→ What to produce
Copy out each line of the items below that contains the word "uniform". Treat uppercase and lowercase as different.

→ Records to process
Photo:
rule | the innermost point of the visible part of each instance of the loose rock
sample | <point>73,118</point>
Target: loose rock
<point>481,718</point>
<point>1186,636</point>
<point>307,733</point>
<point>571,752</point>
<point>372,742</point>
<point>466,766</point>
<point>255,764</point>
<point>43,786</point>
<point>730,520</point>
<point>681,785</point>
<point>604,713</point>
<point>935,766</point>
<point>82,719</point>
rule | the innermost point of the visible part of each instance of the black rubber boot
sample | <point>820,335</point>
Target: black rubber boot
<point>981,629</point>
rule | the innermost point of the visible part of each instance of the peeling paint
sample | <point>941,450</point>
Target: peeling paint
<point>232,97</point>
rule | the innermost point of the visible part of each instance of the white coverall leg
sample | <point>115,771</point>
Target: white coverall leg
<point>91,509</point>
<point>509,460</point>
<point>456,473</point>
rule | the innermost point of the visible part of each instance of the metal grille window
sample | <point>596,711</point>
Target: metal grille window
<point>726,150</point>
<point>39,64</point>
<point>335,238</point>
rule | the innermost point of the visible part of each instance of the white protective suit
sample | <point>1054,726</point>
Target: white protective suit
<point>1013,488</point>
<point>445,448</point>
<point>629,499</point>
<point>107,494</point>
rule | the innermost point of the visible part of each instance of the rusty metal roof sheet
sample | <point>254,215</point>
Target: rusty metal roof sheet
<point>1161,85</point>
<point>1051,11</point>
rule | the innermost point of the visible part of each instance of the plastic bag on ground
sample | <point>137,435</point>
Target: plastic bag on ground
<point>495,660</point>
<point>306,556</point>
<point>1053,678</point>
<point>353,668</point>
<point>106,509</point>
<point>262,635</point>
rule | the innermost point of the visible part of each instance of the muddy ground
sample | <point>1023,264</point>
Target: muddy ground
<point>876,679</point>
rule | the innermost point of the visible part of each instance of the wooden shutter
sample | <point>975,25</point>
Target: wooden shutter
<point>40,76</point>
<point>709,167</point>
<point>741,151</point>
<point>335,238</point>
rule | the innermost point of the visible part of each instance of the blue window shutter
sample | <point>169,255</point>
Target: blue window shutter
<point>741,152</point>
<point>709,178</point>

==

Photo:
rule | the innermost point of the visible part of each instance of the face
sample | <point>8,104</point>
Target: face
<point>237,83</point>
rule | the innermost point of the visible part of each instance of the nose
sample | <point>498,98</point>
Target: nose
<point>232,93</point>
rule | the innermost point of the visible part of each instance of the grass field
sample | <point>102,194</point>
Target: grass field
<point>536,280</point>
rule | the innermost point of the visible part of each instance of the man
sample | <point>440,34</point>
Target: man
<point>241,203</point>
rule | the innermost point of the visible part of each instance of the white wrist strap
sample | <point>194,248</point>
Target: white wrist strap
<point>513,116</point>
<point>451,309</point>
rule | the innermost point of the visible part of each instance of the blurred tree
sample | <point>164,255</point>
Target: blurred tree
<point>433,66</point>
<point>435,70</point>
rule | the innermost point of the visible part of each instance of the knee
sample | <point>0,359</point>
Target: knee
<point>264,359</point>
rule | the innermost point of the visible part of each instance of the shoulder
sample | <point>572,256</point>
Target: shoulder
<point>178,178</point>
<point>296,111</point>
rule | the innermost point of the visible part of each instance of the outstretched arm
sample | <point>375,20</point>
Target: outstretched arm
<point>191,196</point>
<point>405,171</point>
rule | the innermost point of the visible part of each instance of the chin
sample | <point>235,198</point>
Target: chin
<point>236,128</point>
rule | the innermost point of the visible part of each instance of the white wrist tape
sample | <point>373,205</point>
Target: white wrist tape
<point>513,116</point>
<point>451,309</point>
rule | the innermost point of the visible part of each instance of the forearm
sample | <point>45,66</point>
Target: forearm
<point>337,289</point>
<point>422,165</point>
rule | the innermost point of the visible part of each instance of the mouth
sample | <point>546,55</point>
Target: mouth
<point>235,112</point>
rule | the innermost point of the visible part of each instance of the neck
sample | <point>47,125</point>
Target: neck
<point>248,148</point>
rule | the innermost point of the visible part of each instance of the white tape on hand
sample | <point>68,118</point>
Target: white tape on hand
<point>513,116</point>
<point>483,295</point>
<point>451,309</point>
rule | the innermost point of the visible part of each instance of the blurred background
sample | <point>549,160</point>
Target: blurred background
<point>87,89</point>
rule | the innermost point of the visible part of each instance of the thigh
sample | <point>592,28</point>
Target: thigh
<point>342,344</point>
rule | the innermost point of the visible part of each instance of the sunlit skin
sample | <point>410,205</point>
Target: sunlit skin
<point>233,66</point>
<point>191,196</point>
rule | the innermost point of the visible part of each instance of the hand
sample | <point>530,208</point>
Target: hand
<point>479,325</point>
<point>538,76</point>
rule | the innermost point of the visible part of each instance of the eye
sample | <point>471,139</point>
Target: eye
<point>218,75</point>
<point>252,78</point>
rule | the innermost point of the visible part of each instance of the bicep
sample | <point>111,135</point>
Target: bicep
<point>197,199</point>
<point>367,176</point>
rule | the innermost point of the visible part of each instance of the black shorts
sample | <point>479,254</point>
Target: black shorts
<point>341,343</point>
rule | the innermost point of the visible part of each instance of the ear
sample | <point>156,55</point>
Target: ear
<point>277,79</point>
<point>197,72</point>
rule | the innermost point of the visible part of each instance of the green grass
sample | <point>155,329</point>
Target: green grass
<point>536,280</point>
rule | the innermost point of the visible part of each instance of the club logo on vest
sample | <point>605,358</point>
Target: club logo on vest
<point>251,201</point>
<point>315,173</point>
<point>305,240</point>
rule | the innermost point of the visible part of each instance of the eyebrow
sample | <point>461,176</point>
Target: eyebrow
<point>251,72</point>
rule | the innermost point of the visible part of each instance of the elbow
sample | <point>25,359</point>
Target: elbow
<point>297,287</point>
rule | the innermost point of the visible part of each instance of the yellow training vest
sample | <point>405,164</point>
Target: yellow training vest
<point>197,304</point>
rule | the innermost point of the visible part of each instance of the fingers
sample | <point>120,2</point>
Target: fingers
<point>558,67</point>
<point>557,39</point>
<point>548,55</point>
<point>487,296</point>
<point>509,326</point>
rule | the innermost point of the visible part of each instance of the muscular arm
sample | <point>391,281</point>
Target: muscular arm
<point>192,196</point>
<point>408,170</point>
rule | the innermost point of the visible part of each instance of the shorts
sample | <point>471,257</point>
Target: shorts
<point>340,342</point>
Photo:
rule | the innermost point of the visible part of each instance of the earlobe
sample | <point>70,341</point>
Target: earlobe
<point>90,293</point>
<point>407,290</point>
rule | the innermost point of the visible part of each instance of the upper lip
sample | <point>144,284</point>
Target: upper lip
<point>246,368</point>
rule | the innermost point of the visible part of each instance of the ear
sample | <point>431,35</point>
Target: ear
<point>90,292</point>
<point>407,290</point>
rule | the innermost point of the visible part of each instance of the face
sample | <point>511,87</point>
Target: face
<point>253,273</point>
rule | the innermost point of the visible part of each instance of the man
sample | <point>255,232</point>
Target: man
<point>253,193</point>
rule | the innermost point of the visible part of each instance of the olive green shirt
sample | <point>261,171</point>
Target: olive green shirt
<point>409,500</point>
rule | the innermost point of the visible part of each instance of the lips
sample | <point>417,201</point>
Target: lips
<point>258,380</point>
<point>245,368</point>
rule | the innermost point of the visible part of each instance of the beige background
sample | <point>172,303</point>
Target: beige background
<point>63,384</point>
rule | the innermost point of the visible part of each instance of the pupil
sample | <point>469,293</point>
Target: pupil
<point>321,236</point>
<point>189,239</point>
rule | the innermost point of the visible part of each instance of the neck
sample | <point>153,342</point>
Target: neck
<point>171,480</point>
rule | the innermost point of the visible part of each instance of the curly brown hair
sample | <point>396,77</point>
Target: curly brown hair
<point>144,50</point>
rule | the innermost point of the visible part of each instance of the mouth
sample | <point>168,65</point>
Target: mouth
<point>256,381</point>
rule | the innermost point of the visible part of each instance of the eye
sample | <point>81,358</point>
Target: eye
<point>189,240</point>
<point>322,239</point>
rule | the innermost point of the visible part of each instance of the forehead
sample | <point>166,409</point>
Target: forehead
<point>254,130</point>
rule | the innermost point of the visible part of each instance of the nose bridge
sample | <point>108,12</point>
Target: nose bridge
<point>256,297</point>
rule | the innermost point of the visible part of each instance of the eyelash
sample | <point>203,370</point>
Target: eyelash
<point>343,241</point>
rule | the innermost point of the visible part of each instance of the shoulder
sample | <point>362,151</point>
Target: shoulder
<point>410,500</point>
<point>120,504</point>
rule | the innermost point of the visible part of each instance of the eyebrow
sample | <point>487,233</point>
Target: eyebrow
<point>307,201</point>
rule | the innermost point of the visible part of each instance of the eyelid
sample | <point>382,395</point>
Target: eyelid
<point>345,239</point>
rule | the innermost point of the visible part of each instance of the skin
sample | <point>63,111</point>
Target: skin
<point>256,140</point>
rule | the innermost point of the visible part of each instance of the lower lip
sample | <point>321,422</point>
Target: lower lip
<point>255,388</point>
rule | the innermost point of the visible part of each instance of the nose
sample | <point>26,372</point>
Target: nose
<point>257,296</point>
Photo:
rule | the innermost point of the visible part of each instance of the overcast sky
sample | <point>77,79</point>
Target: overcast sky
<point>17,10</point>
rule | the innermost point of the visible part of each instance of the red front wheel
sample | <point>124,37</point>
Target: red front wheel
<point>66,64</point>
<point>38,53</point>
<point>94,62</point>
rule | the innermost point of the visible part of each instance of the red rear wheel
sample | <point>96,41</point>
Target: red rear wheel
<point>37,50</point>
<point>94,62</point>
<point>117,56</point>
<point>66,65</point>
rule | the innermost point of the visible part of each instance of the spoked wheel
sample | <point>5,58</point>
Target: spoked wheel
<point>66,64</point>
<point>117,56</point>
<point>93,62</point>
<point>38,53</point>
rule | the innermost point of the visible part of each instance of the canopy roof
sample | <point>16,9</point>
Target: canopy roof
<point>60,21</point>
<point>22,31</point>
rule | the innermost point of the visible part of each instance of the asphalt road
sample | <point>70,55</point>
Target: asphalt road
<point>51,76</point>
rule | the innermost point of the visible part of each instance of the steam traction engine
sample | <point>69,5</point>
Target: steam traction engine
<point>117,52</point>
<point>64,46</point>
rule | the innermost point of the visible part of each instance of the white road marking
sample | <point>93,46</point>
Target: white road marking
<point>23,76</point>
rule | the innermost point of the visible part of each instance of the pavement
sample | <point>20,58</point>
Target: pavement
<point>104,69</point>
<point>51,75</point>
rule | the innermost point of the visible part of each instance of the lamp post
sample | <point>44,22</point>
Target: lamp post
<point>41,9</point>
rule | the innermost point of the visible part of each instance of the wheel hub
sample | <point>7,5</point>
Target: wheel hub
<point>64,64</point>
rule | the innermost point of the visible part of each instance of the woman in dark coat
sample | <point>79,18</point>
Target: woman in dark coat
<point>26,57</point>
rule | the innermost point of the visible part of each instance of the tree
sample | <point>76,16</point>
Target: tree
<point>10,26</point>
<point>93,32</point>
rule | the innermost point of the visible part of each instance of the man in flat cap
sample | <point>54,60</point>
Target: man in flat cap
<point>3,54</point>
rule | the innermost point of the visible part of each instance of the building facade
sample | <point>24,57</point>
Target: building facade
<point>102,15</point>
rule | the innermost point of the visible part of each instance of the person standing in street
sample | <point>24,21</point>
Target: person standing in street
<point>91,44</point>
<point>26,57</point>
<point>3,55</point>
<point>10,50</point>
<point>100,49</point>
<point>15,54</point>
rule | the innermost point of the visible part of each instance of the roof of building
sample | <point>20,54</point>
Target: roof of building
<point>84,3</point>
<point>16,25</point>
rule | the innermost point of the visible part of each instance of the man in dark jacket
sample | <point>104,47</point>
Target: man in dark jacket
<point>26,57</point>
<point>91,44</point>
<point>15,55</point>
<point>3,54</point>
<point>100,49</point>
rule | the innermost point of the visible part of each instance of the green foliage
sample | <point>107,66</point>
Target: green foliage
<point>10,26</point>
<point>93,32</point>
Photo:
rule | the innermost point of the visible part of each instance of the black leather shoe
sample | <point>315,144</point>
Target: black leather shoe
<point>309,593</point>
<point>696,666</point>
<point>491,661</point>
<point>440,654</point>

--

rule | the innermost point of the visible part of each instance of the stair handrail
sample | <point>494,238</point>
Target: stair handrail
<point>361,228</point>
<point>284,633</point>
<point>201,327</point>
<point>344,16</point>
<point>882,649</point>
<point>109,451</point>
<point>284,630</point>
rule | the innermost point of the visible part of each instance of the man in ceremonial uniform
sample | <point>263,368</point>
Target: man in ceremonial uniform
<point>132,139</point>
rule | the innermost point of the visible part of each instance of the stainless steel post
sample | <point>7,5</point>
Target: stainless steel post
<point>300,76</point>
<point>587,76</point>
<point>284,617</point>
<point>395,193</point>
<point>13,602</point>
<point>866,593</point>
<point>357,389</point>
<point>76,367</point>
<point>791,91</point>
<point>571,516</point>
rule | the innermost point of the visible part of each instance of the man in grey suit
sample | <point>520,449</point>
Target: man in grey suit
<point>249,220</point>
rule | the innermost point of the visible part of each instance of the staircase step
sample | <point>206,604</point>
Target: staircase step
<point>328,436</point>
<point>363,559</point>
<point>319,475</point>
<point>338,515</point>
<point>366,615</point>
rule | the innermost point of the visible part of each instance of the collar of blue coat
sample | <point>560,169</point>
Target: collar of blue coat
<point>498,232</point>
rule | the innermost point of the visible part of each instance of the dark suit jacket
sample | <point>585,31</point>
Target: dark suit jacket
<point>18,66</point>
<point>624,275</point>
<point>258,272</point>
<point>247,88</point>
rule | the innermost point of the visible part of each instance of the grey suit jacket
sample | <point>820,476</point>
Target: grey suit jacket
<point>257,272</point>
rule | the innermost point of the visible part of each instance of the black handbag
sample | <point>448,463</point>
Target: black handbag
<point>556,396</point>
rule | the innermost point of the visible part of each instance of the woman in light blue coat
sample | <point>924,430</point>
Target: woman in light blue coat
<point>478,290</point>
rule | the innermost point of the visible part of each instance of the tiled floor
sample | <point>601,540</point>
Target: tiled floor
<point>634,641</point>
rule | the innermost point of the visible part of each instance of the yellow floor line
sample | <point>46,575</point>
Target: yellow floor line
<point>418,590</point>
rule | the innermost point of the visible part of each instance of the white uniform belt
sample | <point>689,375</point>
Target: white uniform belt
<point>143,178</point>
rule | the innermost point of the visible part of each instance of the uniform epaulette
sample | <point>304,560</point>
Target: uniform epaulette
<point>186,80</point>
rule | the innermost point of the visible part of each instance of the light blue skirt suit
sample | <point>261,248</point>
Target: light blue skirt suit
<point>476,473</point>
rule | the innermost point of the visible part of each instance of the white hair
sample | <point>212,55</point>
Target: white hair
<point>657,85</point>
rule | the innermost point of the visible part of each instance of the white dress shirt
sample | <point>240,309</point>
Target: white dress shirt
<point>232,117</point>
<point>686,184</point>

→ Finished answer
rule | the innermost point of the visible part of each instance of the man in ceremonial uniform
Target: man in ceremonial uniform
rule | the innermost point of the visible part of each instance of the white uniform belt
Target: white uniform belt
rule | the innermost point of the visible part of each instance of the uniform epaulette
Target: uniform epaulette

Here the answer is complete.